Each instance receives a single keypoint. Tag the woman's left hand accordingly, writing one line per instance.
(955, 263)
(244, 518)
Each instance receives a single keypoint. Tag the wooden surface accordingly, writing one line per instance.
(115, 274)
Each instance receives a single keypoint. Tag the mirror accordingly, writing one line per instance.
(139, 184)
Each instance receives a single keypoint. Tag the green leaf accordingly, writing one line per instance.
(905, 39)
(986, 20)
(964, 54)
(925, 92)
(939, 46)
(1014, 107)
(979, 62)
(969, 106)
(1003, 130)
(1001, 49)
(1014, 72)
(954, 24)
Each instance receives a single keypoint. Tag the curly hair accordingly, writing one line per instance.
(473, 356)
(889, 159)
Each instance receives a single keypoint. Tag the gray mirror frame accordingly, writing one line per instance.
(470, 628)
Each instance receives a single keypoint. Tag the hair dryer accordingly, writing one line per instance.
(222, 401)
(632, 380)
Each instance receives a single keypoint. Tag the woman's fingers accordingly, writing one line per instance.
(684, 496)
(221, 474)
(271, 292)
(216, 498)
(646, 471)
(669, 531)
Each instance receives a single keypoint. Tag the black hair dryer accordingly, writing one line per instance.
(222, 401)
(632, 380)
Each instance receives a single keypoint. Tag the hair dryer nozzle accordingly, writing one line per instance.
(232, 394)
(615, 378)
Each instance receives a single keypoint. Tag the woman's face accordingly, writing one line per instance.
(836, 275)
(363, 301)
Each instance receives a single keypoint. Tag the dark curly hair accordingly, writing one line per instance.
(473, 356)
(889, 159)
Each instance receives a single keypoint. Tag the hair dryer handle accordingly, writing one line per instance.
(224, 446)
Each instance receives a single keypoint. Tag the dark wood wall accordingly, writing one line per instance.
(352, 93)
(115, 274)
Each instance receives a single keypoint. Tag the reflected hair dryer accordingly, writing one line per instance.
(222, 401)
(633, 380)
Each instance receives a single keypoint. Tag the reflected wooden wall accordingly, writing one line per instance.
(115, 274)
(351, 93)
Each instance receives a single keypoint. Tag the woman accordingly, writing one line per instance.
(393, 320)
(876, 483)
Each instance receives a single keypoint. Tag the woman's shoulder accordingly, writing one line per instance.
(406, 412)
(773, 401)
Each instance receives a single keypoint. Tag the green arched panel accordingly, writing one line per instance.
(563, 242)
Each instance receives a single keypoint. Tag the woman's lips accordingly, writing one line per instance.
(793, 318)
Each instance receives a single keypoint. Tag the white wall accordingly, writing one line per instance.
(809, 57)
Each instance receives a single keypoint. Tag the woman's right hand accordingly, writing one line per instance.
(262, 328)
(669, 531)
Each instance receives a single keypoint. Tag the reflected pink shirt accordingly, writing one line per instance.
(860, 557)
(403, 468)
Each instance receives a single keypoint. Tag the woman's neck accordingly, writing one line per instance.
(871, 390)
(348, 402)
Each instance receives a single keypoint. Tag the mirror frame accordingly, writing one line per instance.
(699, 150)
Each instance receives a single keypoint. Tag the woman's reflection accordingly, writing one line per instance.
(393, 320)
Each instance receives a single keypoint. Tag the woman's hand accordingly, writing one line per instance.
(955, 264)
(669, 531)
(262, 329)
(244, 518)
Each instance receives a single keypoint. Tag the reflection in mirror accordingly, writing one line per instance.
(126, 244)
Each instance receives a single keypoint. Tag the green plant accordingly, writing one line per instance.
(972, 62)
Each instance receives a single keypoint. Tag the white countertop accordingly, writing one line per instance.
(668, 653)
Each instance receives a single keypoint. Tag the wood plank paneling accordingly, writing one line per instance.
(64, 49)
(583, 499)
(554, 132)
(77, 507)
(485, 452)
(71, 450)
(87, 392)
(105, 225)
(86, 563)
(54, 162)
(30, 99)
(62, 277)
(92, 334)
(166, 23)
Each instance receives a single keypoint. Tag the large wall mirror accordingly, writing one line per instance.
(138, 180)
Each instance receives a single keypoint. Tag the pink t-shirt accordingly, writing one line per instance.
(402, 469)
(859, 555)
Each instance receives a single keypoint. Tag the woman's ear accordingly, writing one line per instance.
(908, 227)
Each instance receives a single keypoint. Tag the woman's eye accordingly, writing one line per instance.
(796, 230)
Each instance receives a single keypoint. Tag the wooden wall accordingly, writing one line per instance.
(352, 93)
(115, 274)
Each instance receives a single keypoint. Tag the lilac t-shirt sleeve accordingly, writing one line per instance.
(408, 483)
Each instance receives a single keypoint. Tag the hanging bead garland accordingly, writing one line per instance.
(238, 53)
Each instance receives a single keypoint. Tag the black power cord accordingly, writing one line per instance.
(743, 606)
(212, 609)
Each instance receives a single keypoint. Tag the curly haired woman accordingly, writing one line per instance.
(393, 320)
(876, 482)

· · · · · · ·

- [INSTRUCTIONS TO FOLLOW]
The full set of records must be transcribed character for character.

- [OUTPUT FOR THIS EXERCISE]
Each instance receives a single keypoint. Tag the woman's left hand accordingly, writing one line per instance.
(955, 263)
(244, 518)
Each instance receives a single keypoint. Tag the wooden surface accordingly, writing one line per instance.
(115, 274)
Each instance receives a single keypoint. Tag the mirror accordingly, writing one line per instance.
(139, 184)
Each instance receives a single keypoint. Tag the green leaf accordingly, writing one line per instance.
(905, 39)
(986, 20)
(964, 54)
(925, 92)
(939, 46)
(1014, 107)
(979, 62)
(969, 106)
(1003, 130)
(1001, 49)
(1014, 72)
(954, 24)
Each instance receives a single keypoint. Tag the curly hair accordingly, writing one line per instance.
(473, 356)
(889, 159)
Each instance receives a single keypoint. Tag the gray mirror frame accordingly, writing one line per instance.
(470, 628)
Each instance receives a single keypoint. Tag the hair dryer accordingly, writing one line per instance.
(222, 401)
(632, 380)
Each instance receives a single keypoint. Tag the woman's fingers accordingly, writing one line per instance.
(684, 496)
(221, 474)
(271, 292)
(216, 498)
(646, 471)
(669, 531)
Each instance receives a single keypoint. Tag the black hair dryer accordingly, writing one line per instance.
(222, 401)
(632, 380)
Each instance receives a single keypoint. Tag the hair dryer nozzle accordingly, writing one line per instance.
(232, 394)
(615, 378)
Each instance receives a single keypoint. Tag the woman's face accordingly, writing one line per instance.
(836, 275)
(363, 301)
Each instance receives a single keypoint. Tag the dark curly hair accordingly, writing one line per instance.
(473, 356)
(889, 159)
Each instance receives a single keypoint. Tag the hair dryer handle accordingly, writing one line per instance.
(224, 446)
Each instance receives a single keypoint. Tag the dark wood wall accordingly, writing one line per instance.
(352, 93)
(115, 274)
Each instance receives a single keypoint. Tag the reflected hair dryer accordingly, writing one line per instance.
(222, 401)
(633, 380)
Each instance receives a single keypoint. Tag the reflected wooden wall accordingly, writing one line per instance.
(115, 274)
(351, 93)
Each instance receives a single keypoint. Tag the woman accordingly, writing one line per instance.
(393, 320)
(876, 483)
Each instance receives a single keypoint. Tag the woman's shoulder accordingly, writing one line per instance.
(406, 412)
(773, 401)
Each instance receives a single keypoint. Tag the green arched panel accordingly, writing one line per instance.
(563, 242)
Each instance receives a single keypoint. Tag the woman's lips accordingly, writing one line per instance.
(793, 318)
Each instance receives a single keypoint. Tag the white wall accordingly, writing one line per instance.
(809, 57)
Each instance receives a single keypoint. Tag the woman's right hand accordingly, writing one line per instance.
(262, 328)
(669, 531)
Each instance receives a single keypoint. Tag the reflected pink shirt accordingly, writing one line per instance.
(860, 557)
(403, 468)
Each instance receives a single keypoint. Tag the woman's neck accordingly, writing one line per instance.
(871, 390)
(348, 402)
Each instance receives a single keypoint. Tag the mirror frame accordingly, writing one line per instance.
(699, 150)
Each instance receives a single keypoint. Tag the woman's reflection accordingly, writing one line per instance.
(393, 320)
Each instance receives a single keypoint. Tag the woman's hand accordingly, writing one line per instance.
(955, 264)
(669, 531)
(262, 329)
(244, 518)
Each instance receives a single keypoint. Tag the reflection in mirror accordingly, writing one line per instance.
(126, 244)
Each instance receives a single keypoint. Tag the green plant accordingly, writing one line per instance.
(972, 62)
Each instance receives a single keypoint. Tag the white countertop accordingly, writing one line per instance.
(668, 653)
Each instance receives a single keypoint. Tag the wood plank paneling accordingly, writing one line per instance.
(64, 49)
(583, 499)
(554, 132)
(77, 507)
(485, 452)
(71, 450)
(87, 392)
(105, 225)
(86, 563)
(54, 162)
(30, 99)
(62, 277)
(92, 334)
(166, 23)
Each instance receives a single keypoint. Tag the large wall mirror accordingly, writing one line per instance.
(138, 180)
Each instance receives a single keypoint. Tag the pink t-shirt accordingly, writing one line per instance.
(402, 469)
(859, 555)
Each instance receives a single keypoint. Tag the woman's ear accordingly, writing one line per instance.
(908, 227)
Each instance receives a single keypoint. Tag the woman's eye accordingly, writing one line per instance.
(796, 230)
Each instance receives a single keypoint. Tag the wooden wall accordingly, writing one line per instance.
(352, 93)
(115, 274)
Each instance receives a single keypoint. Tag the lilac t-shirt sleeve accordingly, writing one line per instance.
(408, 483)
Each instance receives a single keypoint. Tag the hanging bead garland accordingly, writing one line per instance.
(238, 53)
Each instance receives a single keypoint. Tag the black power cord accordingly, writing one line per instance.
(743, 606)
(212, 609)
Each instance receives a single keypoint. Tag the curly haired woman accordingly, writing one line per instance.
(393, 320)
(876, 482)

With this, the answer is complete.